> AUFTRAG 1
Schreiben Sie aus dem Text über die Kostenübernahme bei Impfungen den Abschnitt von „In allen Bundesländern“ bis einschließlich „Impfungen sind...“ wortgetreu ab.
> AUFTRAG 2
Fassen Sie bitte den Text über die Kostenübernahme bei Impfungen in zwei Sätzen zusammen.
> AUFTRAG 3
Setzen Sie den Text über die Kostenübernahme bei Impfungen dort fort, wo er aufhört.

> LESETEXT
☆ ☆ ☆ ☆ ☆

Wer übernimmt die Kosten?

Seit dem Wettbewerbsstärkungsgesetz 2007 (GKV - WSG), müssen die von der STIKO empfohlenen Impfungen von den Krankenkassen bezahlt werden, sobald sie der Gemeinsame Bundesausschuss bestätigt hat und sie in die Schutzimpfungsrichtlinie eingegangen sind. Die Kosten für weitere Impfungen können Kassen auf freiwilliger Basis erstatten. Viele Krankenkassen, aber nicht alle, übernehmen die Kosten für Impfungen, die über die Schutzimpfungsrichtlinie hinausgehen. Die Internetseiten www.reisemedexperten. de und www.impf-experten.de geben dazu Auskunft.

In allen Bundesländern gibt es zwischen den Kassenärztlichen Vereinigungen und den gesetzlichen Krankenkassen regionale Impfvereinbarungen, in denen das Honorar des Arztes festgelegt ist.

Deshalb können die meisten Impfungen über die Krankenversicherungskarte abgerechnet werden. Ausgenommen sind die Impfungen, die von den Krankenkassen auf freiwilliger Basis, außerhalb der Schutzimpfungsrichtlinie erstattet werden. Hier müssen Versicherte zunächst in Vorleistung treten und können die Rechnung über den Impfstoff anschließend bei ihrer Kasse einreichen.

Anders als bei Arzneimitteln müssen Versicherte bei Impfungen gemäß der Schutzimpfungsrichtlinie keine Zuzahlung leisten.

Impfungen sind...

☆ ☆ ☆ ☆ ☆

> BEREITGESTELLTE ANGABEN
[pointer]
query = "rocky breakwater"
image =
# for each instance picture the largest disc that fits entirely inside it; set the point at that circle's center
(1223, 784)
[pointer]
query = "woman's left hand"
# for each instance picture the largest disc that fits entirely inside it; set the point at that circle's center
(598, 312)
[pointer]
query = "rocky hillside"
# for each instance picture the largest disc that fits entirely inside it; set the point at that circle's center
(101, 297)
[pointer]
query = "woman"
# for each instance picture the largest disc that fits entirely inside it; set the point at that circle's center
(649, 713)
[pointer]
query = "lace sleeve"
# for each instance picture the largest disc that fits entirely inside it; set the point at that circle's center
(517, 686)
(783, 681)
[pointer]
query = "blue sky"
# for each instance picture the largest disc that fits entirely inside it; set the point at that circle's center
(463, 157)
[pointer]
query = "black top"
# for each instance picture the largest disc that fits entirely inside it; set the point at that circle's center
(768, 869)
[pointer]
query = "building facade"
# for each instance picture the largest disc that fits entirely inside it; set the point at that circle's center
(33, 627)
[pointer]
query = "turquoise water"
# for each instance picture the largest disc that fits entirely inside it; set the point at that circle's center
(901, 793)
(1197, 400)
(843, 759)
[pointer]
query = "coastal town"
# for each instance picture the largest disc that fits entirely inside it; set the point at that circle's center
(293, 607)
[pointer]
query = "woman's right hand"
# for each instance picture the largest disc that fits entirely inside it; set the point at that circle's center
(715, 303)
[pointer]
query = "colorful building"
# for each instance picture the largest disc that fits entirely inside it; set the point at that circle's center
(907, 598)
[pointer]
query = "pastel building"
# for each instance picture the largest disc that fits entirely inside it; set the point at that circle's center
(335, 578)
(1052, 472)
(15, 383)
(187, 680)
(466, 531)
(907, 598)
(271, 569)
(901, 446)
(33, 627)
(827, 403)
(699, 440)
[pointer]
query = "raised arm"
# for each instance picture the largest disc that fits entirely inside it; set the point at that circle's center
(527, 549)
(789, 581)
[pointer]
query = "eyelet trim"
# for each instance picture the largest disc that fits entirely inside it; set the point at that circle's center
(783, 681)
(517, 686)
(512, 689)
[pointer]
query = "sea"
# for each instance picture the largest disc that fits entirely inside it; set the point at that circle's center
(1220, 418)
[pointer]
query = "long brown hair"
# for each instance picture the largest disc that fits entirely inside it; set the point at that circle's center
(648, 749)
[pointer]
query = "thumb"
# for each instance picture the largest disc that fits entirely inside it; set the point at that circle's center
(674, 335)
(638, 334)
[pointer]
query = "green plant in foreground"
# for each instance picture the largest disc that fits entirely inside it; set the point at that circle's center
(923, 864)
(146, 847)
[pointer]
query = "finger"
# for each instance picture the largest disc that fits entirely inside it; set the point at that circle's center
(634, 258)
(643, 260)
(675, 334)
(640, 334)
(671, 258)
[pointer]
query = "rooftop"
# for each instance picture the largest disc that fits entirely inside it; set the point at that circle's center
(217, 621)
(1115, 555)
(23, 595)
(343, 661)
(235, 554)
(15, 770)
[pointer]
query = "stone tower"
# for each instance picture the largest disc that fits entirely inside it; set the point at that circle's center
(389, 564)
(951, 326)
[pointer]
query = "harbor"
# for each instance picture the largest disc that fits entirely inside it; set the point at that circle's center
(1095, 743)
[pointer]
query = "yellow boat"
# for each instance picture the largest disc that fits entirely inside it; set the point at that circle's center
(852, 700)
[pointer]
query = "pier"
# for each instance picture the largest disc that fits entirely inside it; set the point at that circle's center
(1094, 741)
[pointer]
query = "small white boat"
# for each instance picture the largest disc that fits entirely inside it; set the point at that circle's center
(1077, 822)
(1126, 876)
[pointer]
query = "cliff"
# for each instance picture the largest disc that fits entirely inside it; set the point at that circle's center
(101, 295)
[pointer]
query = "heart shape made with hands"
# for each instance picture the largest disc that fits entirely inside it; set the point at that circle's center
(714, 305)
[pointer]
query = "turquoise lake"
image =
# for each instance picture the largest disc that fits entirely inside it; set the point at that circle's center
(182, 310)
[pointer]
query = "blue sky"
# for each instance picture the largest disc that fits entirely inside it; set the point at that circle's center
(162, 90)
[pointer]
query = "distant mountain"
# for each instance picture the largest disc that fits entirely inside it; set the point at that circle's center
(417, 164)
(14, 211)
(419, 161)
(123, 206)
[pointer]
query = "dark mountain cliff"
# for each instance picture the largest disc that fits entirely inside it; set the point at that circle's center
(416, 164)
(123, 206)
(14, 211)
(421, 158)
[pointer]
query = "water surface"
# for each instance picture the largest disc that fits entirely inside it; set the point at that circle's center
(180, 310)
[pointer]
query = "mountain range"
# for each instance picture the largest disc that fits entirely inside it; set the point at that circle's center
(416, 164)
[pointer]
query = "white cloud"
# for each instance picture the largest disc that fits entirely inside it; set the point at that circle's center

☆ ☆ ☆ ☆ ☆

> AUSGABE 1
In allen Bundesländern gibt es zwischen den Kassenärztlichen Vereinigungen und den gesetzlichen Krankenkassen regionale Impfvereinbarungen, in denen das Honorar des Arztes festgelegt ist.

Deshalb können die meisten Impfungen über die Krankenversicherungskarte abgerechnet werden. Ausgenommen sind die Impfungen, die von den Krankenkassen auf freiwilliger Basis, außerhalb der Schutzimpfungsrichtlinie erstattet werden. Hier müssen Versicherte zunächst in Vorleistung treten und können die Rechnung über den Impfstoff anschließend bei ihrer Kasse einreichen.

Anders als bei Arzneimitteln müssen Versicherte bei Impfungen gemäß der Schutzimpfungsrichtlinie keine Zuzahlung leisten.

Impfungen sind...

> AUSGABE 2
Seit dem Wettbewerbsstärkungsgesetz 2007 müssen die Krankenkassen die von der STIKO empfohlenen Impfungen bezahlen, sobald der Gemeinsame Bundesausschuss sie bestätigt hat und sie in die Schutzimpfungsrichtlinie eingegangen sind; weitere Impfungen können sie freiwillig erstatten. Die meisten Impfungen lassen sich über die Krankenversicherungskarte abrechnen, doch bei freiwillig erstatteten Impfungen treten Versicherte zunächst in Vorleistung, und für Impfungen gemäß der Schutzimpfungsrichtlinie fällt keine Zuzahlung an.

> AUSGABE 3
... in Deutschland freiwillig

Obwohl Impfungen nicht nur für den Einzelnen (Individualschutz), sondern auch für die Allgemeinheit (Kollektivschutz) einen hohen Wert haben, gibt es in Deutschland keine Impfpflicht. Jeder Einzelne kann darüber entscheiden, ob er selbst geimpft werden möchte. Eltern entscheiden für ihre Kinder. Hilfe bei dieser Entscheidung bieten Haus- und Kinderärzte. Die wissenschaftliche Grundlage liefert die STIKO. Die Empfehlungen und weitere Informationen veröffentlicht das Robert Koch-Institut im Internet: www.rki.de. Im Notfall kann auf der Grundlage des Infektionsschutzgesetzes eine Impfpflicht eingeführt werden.

... in anderen Ländern manchmal Pflicht!

  • Für die Teilnehmer am Hadsch, der islamischen Pilgerreise nach Mekka, ist die Impfung gegen Meningokokken eine Pflichtimpfung.
  • Von vielen Ländern wird die Gelbfieberimpfung bei der Einreise verlangt, wenn man sich zuvor in einem afrikanischen oder südamerikanischen Land aufgehalten hat, in dem Gelbfieber vorkommt.
  • Zahlreiche Länder wie die USA, Großbritannien, Spanien und Australien fordern für den Besuch von Schulen und Hochschulen u.a. die Impfungen gegen Meningokokken und Masern.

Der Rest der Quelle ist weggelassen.